Source records
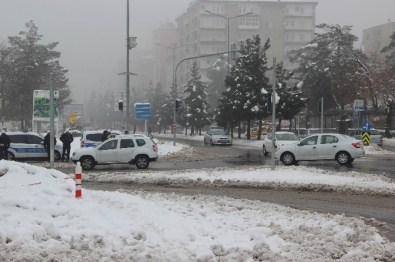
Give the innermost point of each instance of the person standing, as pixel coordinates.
(4, 145)
(47, 145)
(66, 139)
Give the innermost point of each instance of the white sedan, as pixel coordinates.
(342, 148)
(282, 138)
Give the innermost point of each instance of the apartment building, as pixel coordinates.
(212, 26)
(374, 39)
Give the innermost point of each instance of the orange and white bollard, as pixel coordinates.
(78, 180)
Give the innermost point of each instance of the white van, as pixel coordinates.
(94, 138)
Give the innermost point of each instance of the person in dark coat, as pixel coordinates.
(4, 145)
(66, 139)
(47, 145)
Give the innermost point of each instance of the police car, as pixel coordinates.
(29, 145)
(93, 138)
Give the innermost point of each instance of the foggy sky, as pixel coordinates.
(92, 33)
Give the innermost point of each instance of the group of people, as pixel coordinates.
(66, 138)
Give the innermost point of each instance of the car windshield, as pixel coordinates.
(287, 137)
(218, 132)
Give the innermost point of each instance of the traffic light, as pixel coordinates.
(178, 104)
(269, 102)
(120, 105)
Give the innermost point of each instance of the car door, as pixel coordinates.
(328, 147)
(307, 149)
(268, 143)
(107, 152)
(126, 150)
(36, 146)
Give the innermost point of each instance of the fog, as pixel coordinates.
(92, 33)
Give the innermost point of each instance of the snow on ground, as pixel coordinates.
(41, 220)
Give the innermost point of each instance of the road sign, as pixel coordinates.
(366, 138)
(366, 126)
(143, 111)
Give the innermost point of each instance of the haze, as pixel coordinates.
(92, 33)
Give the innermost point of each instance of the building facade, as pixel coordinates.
(213, 26)
(374, 39)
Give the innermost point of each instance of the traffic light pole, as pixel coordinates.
(273, 160)
(175, 87)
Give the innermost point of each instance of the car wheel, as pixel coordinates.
(57, 155)
(287, 158)
(264, 151)
(87, 163)
(343, 158)
(11, 156)
(142, 162)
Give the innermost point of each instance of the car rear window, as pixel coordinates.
(20, 139)
(94, 137)
(140, 142)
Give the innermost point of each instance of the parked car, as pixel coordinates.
(26, 145)
(254, 131)
(376, 136)
(137, 150)
(216, 136)
(92, 138)
(327, 146)
(282, 138)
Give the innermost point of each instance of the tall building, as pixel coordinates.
(212, 26)
(164, 42)
(374, 39)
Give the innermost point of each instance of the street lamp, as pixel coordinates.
(228, 19)
(173, 48)
(130, 43)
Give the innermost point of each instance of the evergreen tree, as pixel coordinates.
(328, 66)
(30, 67)
(195, 97)
(247, 83)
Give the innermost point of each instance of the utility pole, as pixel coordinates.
(273, 160)
(127, 69)
(51, 123)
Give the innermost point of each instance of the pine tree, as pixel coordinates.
(195, 97)
(32, 63)
(247, 83)
(328, 66)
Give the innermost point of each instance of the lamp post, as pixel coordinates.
(173, 48)
(130, 43)
(228, 19)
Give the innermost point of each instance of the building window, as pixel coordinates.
(249, 22)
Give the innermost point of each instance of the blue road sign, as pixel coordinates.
(143, 111)
(366, 126)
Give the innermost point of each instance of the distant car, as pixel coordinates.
(217, 137)
(282, 138)
(254, 131)
(137, 150)
(376, 136)
(25, 145)
(327, 146)
(92, 138)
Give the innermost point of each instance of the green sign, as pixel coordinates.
(41, 105)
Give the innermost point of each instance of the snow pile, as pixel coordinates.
(42, 221)
(294, 177)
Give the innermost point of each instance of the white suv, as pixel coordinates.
(130, 149)
(25, 145)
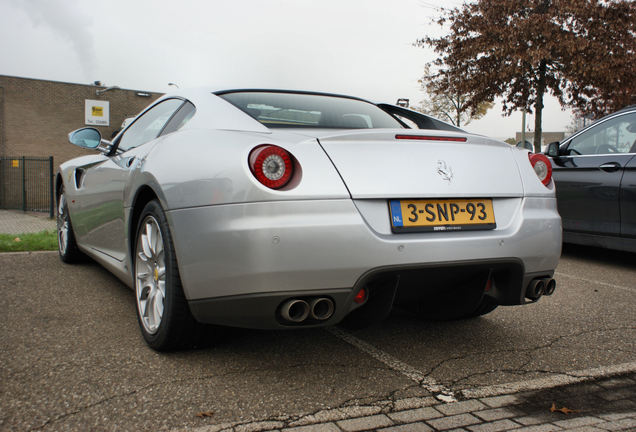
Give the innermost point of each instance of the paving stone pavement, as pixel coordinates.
(606, 404)
(18, 222)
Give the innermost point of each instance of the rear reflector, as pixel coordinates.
(431, 138)
(361, 296)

EXERCISE DESCRIPTION> Reproduce each entry verbatim, excluding any embedded images.

OUTPUT OF THE TASK>
Give the innermost point of each instance of the person standing, as pixel coordinates.
(4, 145)
(47, 145)
(66, 139)
Give the innermost point of each instance of the white sedan, as pixel coordinates.
(342, 148)
(282, 138)
Give the innermost point of each instance of the apartment building, as pixel coordinates.
(212, 26)
(374, 39)
Give the innermost point of each instance of the orange and white bollard, as pixel coordinates.
(78, 180)
Give the innermost point of each instance of the white van, as pixel coordinates.
(94, 138)
Give the innermost point of each instance of the person in dark coat, as pixel coordinates.
(4, 145)
(66, 139)
(47, 145)
Give the innermost point of each instance of the police car, as pixel coordinates.
(29, 145)
(93, 138)
Give the innermost point of each instance of the foggy sky, as pixel coordinates.
(92, 33)
Give the innermost point of each instance of the group of people, as pixel coordinates.
(66, 138)
Give the innermost point of each instance of the car windshield, as pixel coordinates.
(287, 137)
(218, 132)
Give the innermost point of each instance of the traffic light, as pixel coordinates.
(178, 104)
(269, 102)
(120, 105)
Give the innermost point of each instance of the car door, as pixel coordinates.
(328, 147)
(307, 149)
(268, 143)
(107, 152)
(126, 150)
(36, 146)
Give the innermost point of each instance of the fog, as pixel coordinates.
(92, 33)
Give the innermost point of each instance of the snow on ground, as pixel coordinates.
(41, 220)
Give the innermost point of each instance of the road sign, as pixel coordinates.
(366, 138)
(366, 126)
(143, 111)
Give the innermost point of each instance of the haze, as pixel coordinates.
(92, 33)
Give the innermost point of each instance of the building facade, as pixel coordinates.
(213, 26)
(374, 39)
Give the innermost point of each instance of the traffic light pole, as pixel coordinates.
(273, 160)
(175, 87)
Give the innermost point of each instance of the car wheel, as pixel coordinates.
(57, 155)
(287, 158)
(264, 151)
(87, 163)
(343, 158)
(11, 156)
(142, 162)
Give the innermost point of each instance of the car rear window, as pixel coordinates.
(20, 139)
(94, 137)
(140, 142)
Give the innermost point of each instance of the parked car, as pixel coordinates.
(26, 145)
(254, 131)
(376, 136)
(137, 150)
(216, 136)
(92, 138)
(327, 146)
(282, 138)
Give the innermost point of each instance of the tall building, as pixel coordinates.
(212, 26)
(164, 42)
(374, 39)
Give the innermost point of each instance of the street lamp, as pixel coordinates.
(228, 19)
(173, 48)
(130, 43)
Give the innermost point of each instance of the evergreen tree, as pixel coordinates.
(328, 66)
(30, 67)
(195, 97)
(247, 83)
Give the innermost point of each instance of the utility pole, as pixel coordinates.
(273, 160)
(127, 69)
(51, 123)
Give the innermost point of each instance of the pine tree, as pixel coordinates.
(195, 97)
(32, 63)
(247, 83)
(328, 66)
Give the innermost point of each instance of the lamp post, as pixel coordinates.
(173, 48)
(130, 43)
(228, 19)
Give the innermost point of each instance of the building window, as pixel coordinates.
(249, 22)
Give the innermost point of each instance of the blue road sign, as pixel coordinates.
(143, 111)
(366, 126)
Give the innermost point of each instance of the distant car, as pixel coordinates.
(217, 137)
(282, 138)
(254, 131)
(137, 150)
(376, 136)
(25, 145)
(327, 146)
(92, 138)
Give the innermost point of each instance of the green sign, as pixel coordinates.
(41, 105)
Give the innermost point of each instance of the snow pile, as pixel coordinates.
(42, 221)
(294, 177)
Give the innermost point of each instance of the white suv, as pixel coordinates.
(130, 149)
(25, 145)
Give the innermost point of each instance of the paving stone pavement, as pixel coordinates.
(606, 404)
(18, 222)
Give the innermost point of each instance of the rear reflector, as pixel coordinates.
(431, 138)
(361, 296)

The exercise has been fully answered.